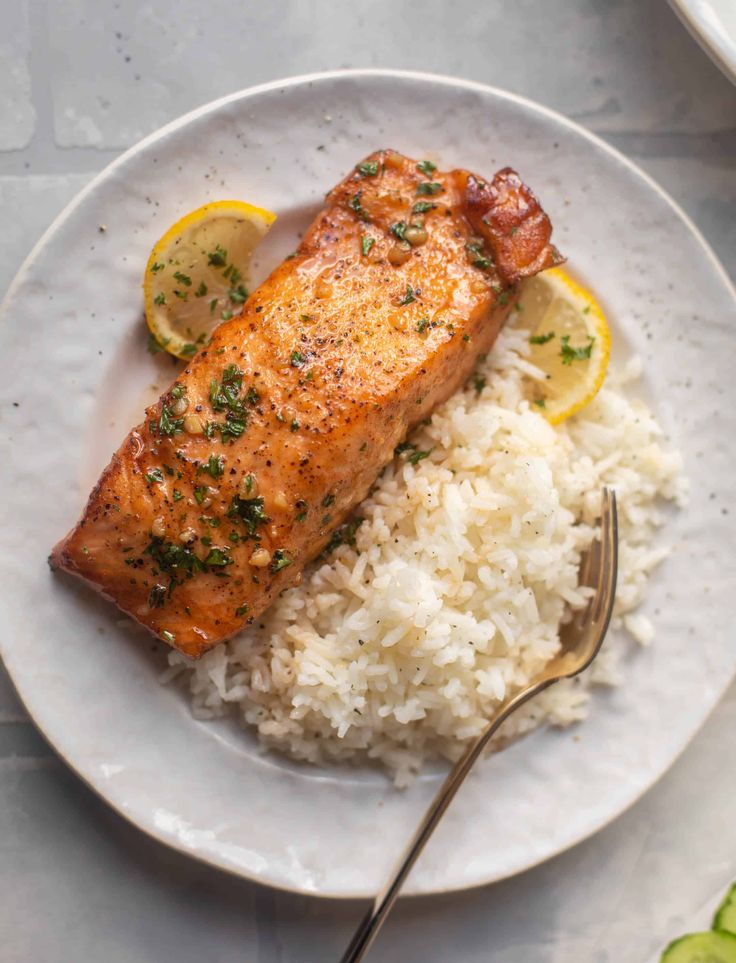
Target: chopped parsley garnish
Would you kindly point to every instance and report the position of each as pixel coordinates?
(238, 295)
(355, 204)
(166, 424)
(218, 558)
(279, 560)
(416, 456)
(368, 168)
(214, 466)
(218, 257)
(570, 354)
(429, 188)
(541, 338)
(225, 396)
(176, 561)
(249, 511)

*-*-*

> **Exercise instructions**
Reproduce, with both ends included, the lines from the one holding "Would you kindly" to the end of the records above.

> **Solution below**
Would you kindly point to every instance and report the position of each as pixel coordinates?
(238, 295)
(355, 204)
(166, 424)
(218, 558)
(279, 560)
(416, 456)
(368, 168)
(214, 466)
(218, 257)
(570, 354)
(429, 188)
(541, 338)
(225, 396)
(176, 561)
(249, 511)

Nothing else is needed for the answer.